# Microphone settings and panning in a template



## kimarnesen (Oct 14, 2017)

Hi,

As a composer of concert music until now I’ve got a lot to learn when it comes to production. I’ve built my first template ever now with VEP and Cubase. Now I need to go through every instrument and use the right microphones and positions.

So as a beginner on this, I want to ask how you do that. Many libraries come with several microphone positions. Do you use the mic settings in each library or do you use something like Virtual Sound Stage for microphone positions and panning?

My template is mostly orchestral, but with a lot of ethnic percussion, instruments and singers. Also some synths for pads and sound effects. 

I really don’t know where to start here. Microphone positioning in the library vs Virtual Sound Stage or similar.


----------



## Jdiggity1 (Nov 17, 2017)

You start by experimenting and learning.
Find a track you like that you can reference, and try to achieve the same sound.
Listen analytically and see if you can describe the characteristics, and compare to the sound of your libraries. Think about the panning/stereo field and width. Does it sound harsh, dull, boomy, close, far away, etc.
If you have multiple mic positions, then play around with them first, they can often get you most if not all of the way there.
Tweak with plugins where necessary.

However, if you want to save on RAM, then it is also possible to achieve great results with just one mic position and some nifty mix techniques.

My answer might be a bit vague, but there's not really a correct starting point. The important thing is just to *start*.


----------

Work to do: Copy out the stretch of the forum thread on microphone settings and panning from "You start by" through "far away, etc.", word for word.

Supplied records:
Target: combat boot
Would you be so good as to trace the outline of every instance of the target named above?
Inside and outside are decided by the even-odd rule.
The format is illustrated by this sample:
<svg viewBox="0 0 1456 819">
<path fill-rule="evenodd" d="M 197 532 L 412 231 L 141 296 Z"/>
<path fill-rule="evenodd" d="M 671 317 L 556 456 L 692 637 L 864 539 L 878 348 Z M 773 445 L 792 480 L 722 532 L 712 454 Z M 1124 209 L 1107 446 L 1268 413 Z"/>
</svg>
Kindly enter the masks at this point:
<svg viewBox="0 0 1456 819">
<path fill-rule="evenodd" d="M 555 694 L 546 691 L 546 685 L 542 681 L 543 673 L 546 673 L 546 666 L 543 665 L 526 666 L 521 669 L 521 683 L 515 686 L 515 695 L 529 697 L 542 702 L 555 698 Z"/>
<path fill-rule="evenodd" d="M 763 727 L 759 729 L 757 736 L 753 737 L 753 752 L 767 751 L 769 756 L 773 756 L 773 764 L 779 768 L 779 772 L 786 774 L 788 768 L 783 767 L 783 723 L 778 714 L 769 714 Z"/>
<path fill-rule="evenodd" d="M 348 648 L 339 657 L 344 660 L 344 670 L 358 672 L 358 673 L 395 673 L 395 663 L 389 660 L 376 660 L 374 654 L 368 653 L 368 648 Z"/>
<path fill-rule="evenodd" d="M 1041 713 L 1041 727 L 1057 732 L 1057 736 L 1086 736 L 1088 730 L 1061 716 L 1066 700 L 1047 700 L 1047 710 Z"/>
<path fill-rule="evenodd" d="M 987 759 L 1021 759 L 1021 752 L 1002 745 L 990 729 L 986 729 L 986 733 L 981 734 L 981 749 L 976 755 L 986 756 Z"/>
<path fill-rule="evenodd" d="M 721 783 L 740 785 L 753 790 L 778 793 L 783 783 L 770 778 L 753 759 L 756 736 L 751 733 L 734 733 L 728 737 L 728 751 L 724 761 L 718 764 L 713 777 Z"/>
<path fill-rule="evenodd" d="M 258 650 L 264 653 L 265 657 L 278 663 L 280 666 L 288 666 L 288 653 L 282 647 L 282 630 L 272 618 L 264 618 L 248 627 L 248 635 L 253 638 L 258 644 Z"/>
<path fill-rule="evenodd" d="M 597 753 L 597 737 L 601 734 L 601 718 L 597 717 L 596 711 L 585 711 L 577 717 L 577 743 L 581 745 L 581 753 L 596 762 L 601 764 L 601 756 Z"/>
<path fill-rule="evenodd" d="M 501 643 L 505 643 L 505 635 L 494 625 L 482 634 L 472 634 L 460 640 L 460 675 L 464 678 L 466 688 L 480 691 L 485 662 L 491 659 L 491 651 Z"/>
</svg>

Response:
You start by experimenting and learning.
Find a track you like that you can reference, and try to achieve the same sound.
Listen analytically and see if you can describe the characteristics, and compare to the sound of your libraries. Think about the panning/stereo field and width. Does it sound harsh, dull, boomy, close, far away, etc.